**What is asked**
Recast the listing below as a two-column CSV headed text and answer. Give one row for each "For the field log" line, with that line under text and its points under answer, each in a single quoted field with line breaks turned into spaces, and leave the pictures out.

**Data provided**
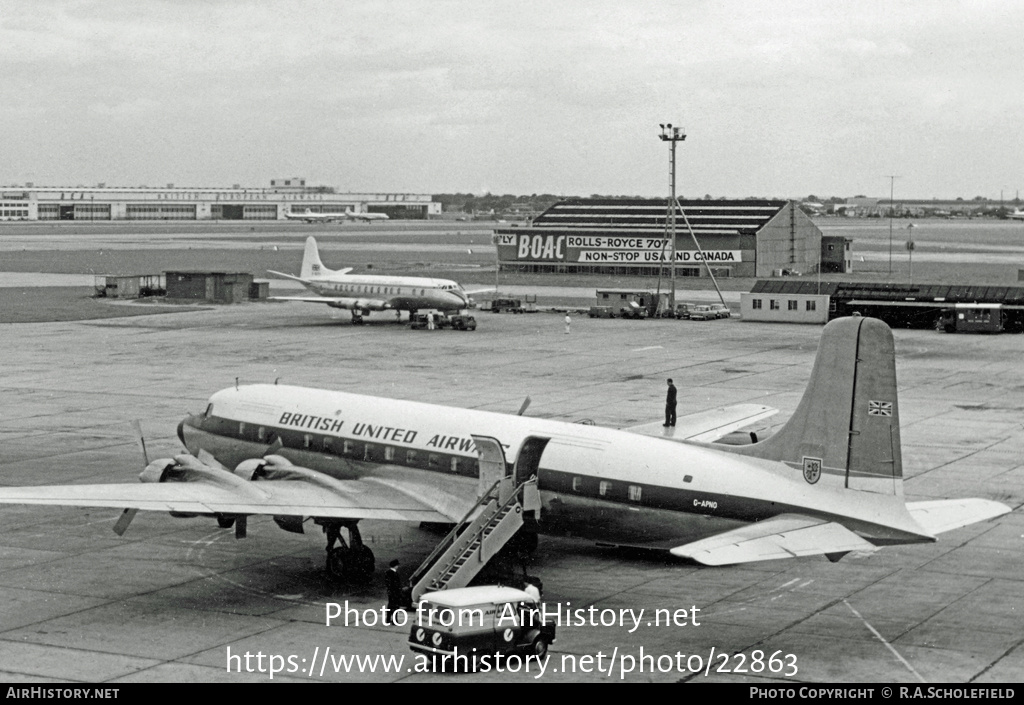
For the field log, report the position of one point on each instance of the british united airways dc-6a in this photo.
(829, 482)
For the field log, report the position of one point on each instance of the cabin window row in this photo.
(357, 450)
(360, 289)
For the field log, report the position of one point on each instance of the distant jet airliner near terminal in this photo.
(365, 293)
(349, 214)
(829, 482)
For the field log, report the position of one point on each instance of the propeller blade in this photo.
(522, 409)
(124, 520)
(207, 458)
(141, 441)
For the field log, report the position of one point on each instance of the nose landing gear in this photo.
(347, 563)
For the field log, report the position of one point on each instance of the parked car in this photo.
(702, 312)
(463, 322)
(480, 621)
(721, 310)
(683, 309)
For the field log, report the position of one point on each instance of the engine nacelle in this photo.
(738, 438)
(158, 470)
(256, 468)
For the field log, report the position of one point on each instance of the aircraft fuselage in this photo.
(399, 293)
(599, 483)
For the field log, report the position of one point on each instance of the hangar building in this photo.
(284, 196)
(750, 238)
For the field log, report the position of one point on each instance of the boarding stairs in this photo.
(489, 524)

**Worked answer**
text,answer
"For the field log, report the position of one point on each instance of the british united airways dc-6a in this photo.","(829, 482)"
"For the field log, report the position of one point on each instance of the cabin window row in this photo.","(357, 450) (360, 289)"
"For the field log, report the position of one point on each instance of the distant jet airliner near terminal in this photo.","(365, 293) (349, 214) (829, 482)"
"For the field log, report the position of one point on each instance of the propeller blade in this photo.","(522, 409) (124, 520) (207, 458) (141, 441)"
"For the field log, report the position of one point on each instance of the nose landing gear in this photo.","(347, 563)"
"For the field log, report the position of one point on each instance of the parked car in this photo.","(702, 312) (463, 322) (480, 621) (721, 310) (683, 309)"
"For the field log, report the position of one point on each instance of the engine nacelle in this photo.","(738, 438) (158, 470) (256, 468)"
"For the field log, report the position of one point on each instance of the aircraft fuselage in this photo.","(399, 293) (599, 483)"
"For the field log, report the position of one point on each instance of the hangar building in this photo.","(284, 196) (750, 238)"
"For the field log, report the position of one point on each instance of the boarding stairs in this photo.","(489, 524)"